**SHORT TASK**
Will you transcribe the part of the court order between "Plaintiffs did not" and "sanctions. L.R. 110.", inclusive, word for word?

**PASSAGE GIVEN**
• • •
The opinion of the court was delivered by: Garland E. Burrell, Jr. United States District Judge
ORDER GRANTING IN PART AND DENYING IN PART DEFENDANTS' MOTION TO DISMISS AND DENYING DEFENDANTS' MOTION TO STRIKE
Defendants GMAC Mortgage, LLC; Mortgage Electronic Registration Systems, Inc.; and Executive Trustee Services, LLC dba ETS Services, LLC ("Defendants") move for dismissal of Plaintiffs' complaint under Federal Rule of Civil Procedure 12(b)(6), arguing Plaintiffs failed to allege sufficient facts to state viable claims. Defendants also move to strike Plaintiffs' punitive damages claim and request for attorneys' fees under Federal Rule of Civil Procedure 12(f). For the reasons stated below, Defendants' motion to dismiss is GRANTED AND DENIED IN PART and their motion to strike is DENIED.
Plaintiffs did not file an Opposition or Notice of Opposition in response to either motion as required by Local Rule 230(c).
Plaintiffs are cautioned that failing to comply with the Local Rules can subject them to sanctions. L.R. 110.
A Rule 12(b)(6) dismissal motion tests the legal sufficiency of the claims alleged in the complaint. Novarro v. Black, 250 F.3d 729, 732 (9th Cir. 2001). A pleading must contain "a short and plain statement of the claim showing that the pleader is entitled to relief . . . ." Fed. R. Civ. P. 8(a)(2). The complaint must "give the defendant fair notice of what the [plaintiff's] claim is and the grounds upon which relief rests . . . ." Bell Atlantic Corp. v. Twombly, 550 U.S. 544, 555 (2007).
Dismissal of a claim under Rule 12(b)(6) is appropriate only where the complaint either 1) lacks a cognizable legal theory, or 2) lacks factual allegations sufficient to support a cognizable legal theory. Balistreri v. Pacific Police Dept., 901 F.2d 696, 699 (9th Cir. 1988). To avoid dismissal, the plaintiff must allege "only enough facts to state a claim to relief that is plausible on its face." Twombly, 550 U.S. at 547.
• • •
**RECORDS**
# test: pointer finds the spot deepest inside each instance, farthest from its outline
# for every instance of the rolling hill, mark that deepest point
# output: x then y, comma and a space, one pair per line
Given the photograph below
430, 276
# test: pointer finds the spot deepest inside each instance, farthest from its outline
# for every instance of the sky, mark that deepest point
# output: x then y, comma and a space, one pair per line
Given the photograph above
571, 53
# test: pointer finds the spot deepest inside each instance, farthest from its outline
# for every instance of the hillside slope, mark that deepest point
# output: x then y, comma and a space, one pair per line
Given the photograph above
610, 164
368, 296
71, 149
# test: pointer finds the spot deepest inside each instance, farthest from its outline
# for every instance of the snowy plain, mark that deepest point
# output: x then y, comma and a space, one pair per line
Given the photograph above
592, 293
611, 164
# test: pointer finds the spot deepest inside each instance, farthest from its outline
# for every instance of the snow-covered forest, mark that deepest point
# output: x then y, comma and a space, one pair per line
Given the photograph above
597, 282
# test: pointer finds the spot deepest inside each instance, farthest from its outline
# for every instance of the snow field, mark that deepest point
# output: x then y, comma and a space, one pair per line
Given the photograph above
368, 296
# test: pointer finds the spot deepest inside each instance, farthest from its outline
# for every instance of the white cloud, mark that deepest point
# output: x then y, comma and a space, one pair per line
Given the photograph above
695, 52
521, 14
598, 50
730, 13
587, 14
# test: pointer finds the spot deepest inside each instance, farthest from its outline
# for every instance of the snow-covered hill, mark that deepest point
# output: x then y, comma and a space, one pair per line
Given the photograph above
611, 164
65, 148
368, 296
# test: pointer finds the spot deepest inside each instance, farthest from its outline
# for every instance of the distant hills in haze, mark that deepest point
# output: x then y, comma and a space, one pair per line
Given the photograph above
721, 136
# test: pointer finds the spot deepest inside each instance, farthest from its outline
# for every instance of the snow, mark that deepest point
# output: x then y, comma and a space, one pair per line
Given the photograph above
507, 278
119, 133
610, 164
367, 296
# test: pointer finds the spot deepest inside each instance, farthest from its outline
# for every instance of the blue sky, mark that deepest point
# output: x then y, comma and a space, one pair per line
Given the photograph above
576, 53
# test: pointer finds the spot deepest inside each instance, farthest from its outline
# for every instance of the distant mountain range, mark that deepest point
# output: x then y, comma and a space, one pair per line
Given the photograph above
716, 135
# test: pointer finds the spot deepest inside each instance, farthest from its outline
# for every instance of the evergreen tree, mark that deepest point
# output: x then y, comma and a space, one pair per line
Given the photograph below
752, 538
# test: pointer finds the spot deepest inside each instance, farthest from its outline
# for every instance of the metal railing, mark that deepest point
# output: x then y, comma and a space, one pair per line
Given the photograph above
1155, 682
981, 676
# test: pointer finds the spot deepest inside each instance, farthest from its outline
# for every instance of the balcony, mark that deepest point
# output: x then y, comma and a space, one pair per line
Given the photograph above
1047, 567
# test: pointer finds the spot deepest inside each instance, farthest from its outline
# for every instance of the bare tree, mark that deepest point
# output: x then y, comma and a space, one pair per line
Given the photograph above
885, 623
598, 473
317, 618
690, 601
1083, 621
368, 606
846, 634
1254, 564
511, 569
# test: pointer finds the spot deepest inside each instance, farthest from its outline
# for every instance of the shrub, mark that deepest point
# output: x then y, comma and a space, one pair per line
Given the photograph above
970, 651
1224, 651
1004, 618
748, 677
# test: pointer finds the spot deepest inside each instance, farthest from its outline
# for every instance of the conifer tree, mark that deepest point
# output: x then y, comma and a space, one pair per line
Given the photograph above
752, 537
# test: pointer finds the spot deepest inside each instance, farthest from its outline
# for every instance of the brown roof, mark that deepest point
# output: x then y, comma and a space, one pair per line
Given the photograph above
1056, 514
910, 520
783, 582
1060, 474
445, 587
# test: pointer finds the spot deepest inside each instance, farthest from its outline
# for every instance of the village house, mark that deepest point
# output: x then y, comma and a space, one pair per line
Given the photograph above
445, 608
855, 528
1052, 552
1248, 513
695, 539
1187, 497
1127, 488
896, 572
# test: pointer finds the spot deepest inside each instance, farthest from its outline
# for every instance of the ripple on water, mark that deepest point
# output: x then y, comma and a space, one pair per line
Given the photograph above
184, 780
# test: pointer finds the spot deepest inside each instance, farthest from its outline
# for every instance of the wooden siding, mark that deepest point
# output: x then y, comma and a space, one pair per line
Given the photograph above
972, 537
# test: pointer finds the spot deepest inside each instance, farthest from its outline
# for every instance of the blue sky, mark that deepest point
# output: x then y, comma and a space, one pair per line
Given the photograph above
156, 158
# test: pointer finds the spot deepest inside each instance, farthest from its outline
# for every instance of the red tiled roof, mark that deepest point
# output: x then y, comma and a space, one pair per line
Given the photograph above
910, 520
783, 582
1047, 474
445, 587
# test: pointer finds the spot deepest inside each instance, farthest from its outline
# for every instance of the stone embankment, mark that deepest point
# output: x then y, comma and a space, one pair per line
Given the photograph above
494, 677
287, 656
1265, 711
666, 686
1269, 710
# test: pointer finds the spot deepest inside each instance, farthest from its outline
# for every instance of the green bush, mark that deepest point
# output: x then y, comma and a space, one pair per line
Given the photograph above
• • •
**ANSWER TO THIS PROBLEM**
Plaintiffs did not file an Opposition or Notice of Opposition in response to either motion as required by Local Rule 230(c).
Plaintiffs are cautioned that failing to comply with the Local Rules can subject them to sanctions. L.R. 110.